Brano:
Il Sofosbuvir è il primo farmaco che promette di eliminare completamente il virus dell’epatite C, virus che in Italia colpisce circa un milione di persone anche se una larga fetta dei portatori non sa di averlo, causando 11 mila morti l’anno. Nel mondo secondo l’Oms ci sono 150 milioni di persone con l’epatite C cronica, e tra 350 e 500mila morti per questa infezione. L’Italia è uno dei paesi europei con il maggior numero di malati. Ad essere portatori dell’infezione sono soprattutto i cosiddetti «baby boomers», che si sono infettati prima che si isolasse il virus a causa di trasfusioni, strumenti chirurgici non sterilizzati e in generale cattive condizioni igieniche
È di qualche giorno fa l’appello della Federazione nazionale degli oOrdini dei medici chirurgi e odontoiatri che chiedeva di rendere i farmaci anti epatite C accessibili a tutti i malati affrontando di petto il nodo dei costi con il ricorso alla «licenza obbligatoria» che consentirebbe allo Stato di produrre il generico a un prezzo inferiore e dunque sostenibile per le casse del Servizio sanitario nazionale. Vista la situazione d’emergenza per la Salute pubblica, potrebbero esserci le condizioni affinché lo Stato chieda, pagando una royalty alla casa farmaceutica, di poter produrre il generico, ovviamente a un prezzo inferiore.

Esercizi proposti:
A – Nel brano sul Sofosbuvir, quante persone hanno l'epatite C cronica nel mondo secondo l'Oms?
B – Prosegui il brano sul Sofosbuvir e sull'epatite C dal punto in cui si ferma.
Il materiale non serve per svolgere gli esercizi.

Materiale presentato:
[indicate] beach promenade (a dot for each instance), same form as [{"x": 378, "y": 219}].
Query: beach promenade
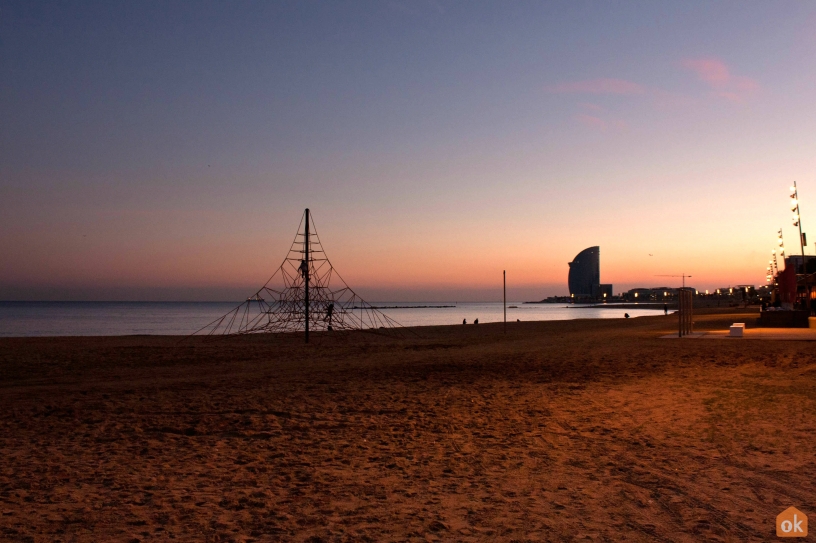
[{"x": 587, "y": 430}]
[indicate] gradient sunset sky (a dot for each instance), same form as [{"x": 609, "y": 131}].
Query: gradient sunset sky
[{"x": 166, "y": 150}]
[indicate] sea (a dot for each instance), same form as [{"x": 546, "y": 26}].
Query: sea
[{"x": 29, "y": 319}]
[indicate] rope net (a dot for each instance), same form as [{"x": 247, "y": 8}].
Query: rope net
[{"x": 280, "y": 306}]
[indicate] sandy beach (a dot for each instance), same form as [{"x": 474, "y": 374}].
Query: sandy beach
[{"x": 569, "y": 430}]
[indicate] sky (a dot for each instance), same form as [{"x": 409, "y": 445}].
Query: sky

Risposte scritte:
A – Secondo l'Oms, nel mondo ci sono 150 milioni di persone con l'epatite C cronica.

B –
«Gli alti costi del farmaco Sofosbuvir che annulla la presenza nel sangue del virus dell’epatite C in modo da evitare l’evoluzione in cirrosi e tumori epatici sta creando una grande discriminazione tra pazienti gravi, che hanno accesso alle cure a carico del Servizio sanitario nazionale e pazienti in fase iniziale di malattia che vedono negare queste possibilità fino all’aggravamento della patologia – spiegano i medici – . Questa condizione di profonda ingiustizia sociale e disequità nell’accesso alle cure è eticamente non tollerabile soprattutto quando è in gioco il diritto alla tutela della salute come previsto dalla nostra Costituzione. Non è tollerabile che la determinazione del costo delle innovazioni sia lasciato esclusivamente all’economia di mercato e che un farmaco il cui costo di produzione è inferiore a 200 euro venga fatto pagare oltre 30mila euro per un mero fatto monopolistico/brevettuale in rapporto alla ricchezza di ciascun paese, inibendo l’accesso al beneficio di migliaia di cittadini».